EXERCISE MATERIALS:
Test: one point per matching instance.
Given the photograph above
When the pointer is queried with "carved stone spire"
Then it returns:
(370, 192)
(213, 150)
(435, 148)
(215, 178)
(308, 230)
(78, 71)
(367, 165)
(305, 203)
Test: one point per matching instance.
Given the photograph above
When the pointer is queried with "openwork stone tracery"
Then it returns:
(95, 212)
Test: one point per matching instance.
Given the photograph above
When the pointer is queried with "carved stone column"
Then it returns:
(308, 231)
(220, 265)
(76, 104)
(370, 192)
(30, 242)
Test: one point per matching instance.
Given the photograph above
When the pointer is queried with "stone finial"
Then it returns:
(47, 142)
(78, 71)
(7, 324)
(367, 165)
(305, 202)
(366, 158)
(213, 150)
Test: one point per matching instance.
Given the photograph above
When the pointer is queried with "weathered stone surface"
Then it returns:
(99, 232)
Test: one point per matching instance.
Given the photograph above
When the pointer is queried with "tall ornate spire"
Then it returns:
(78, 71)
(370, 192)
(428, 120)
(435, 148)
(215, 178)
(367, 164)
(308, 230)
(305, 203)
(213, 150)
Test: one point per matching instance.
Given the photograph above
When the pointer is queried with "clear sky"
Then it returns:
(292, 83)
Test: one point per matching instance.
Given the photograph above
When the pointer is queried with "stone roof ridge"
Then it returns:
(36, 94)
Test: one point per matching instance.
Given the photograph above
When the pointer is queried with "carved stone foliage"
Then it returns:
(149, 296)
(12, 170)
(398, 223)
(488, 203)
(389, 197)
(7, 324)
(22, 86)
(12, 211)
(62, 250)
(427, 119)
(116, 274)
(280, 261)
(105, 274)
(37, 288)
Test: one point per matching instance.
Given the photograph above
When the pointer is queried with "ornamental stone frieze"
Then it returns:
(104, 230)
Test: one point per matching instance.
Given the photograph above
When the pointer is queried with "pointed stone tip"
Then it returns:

EXERCISE DIRECTIONS: Please set down the whole listing above without altering a single line.

CORRECT RESULT:
Test: one point per matching instance.
Given the photograph above
When the pointer is queried with "carved stone spire"
Then it returns:
(370, 192)
(213, 150)
(435, 148)
(215, 178)
(308, 230)
(78, 71)
(367, 165)
(305, 203)
Test: one point per matching instance.
Given the photograph above
When the pointer is queried with "openwork stone tracery"
Then it returns:
(95, 212)
Test: one point per matching instance.
Given the photograph above
When the pointer is queried with "carved stone column"
Then it returns:
(308, 231)
(220, 265)
(76, 104)
(370, 192)
(30, 242)
Test: one point per matching instance.
Given the photograph above
When the pointer is queried with "stone finial"
Then it returns:
(47, 142)
(78, 71)
(7, 324)
(367, 165)
(305, 202)
(366, 158)
(213, 150)
Test: one point per matching instance.
Given the photograph above
When the pointer is queried with "weathered stone surface"
Then it returns:
(99, 232)
Test: one point per matching instance.
Given the photograph above
When the pointer is queried with "tall ornate spire"
Then it returns:
(78, 71)
(370, 192)
(428, 120)
(435, 148)
(215, 178)
(367, 164)
(308, 230)
(305, 203)
(213, 150)
Test: one point per matching instance.
Given the photograph above
When the pointer is queried with "clear sky"
Then it returns:
(292, 83)
Test: one point per matching instance.
Given the photograph above
When the pointer is queried with "stone roof ridge"
Then it returns:
(36, 94)
Test: one point per matching instance.
Given the photograph above
When the pointer is queried with "carved stone foliage"
Then it returns:
(149, 296)
(12, 170)
(398, 223)
(488, 203)
(389, 197)
(7, 324)
(22, 86)
(12, 211)
(62, 250)
(427, 119)
(116, 274)
(280, 261)
(105, 274)
(37, 288)
Test: one point per matching instance.
Given the photograph above
When the pointer is queried with "ornamental stone frieze"
Then it returns:
(104, 230)
Test: one point per matching instance.
Given the photograph above
When the pointer is queried with "pointed stone tip"
Then it returns:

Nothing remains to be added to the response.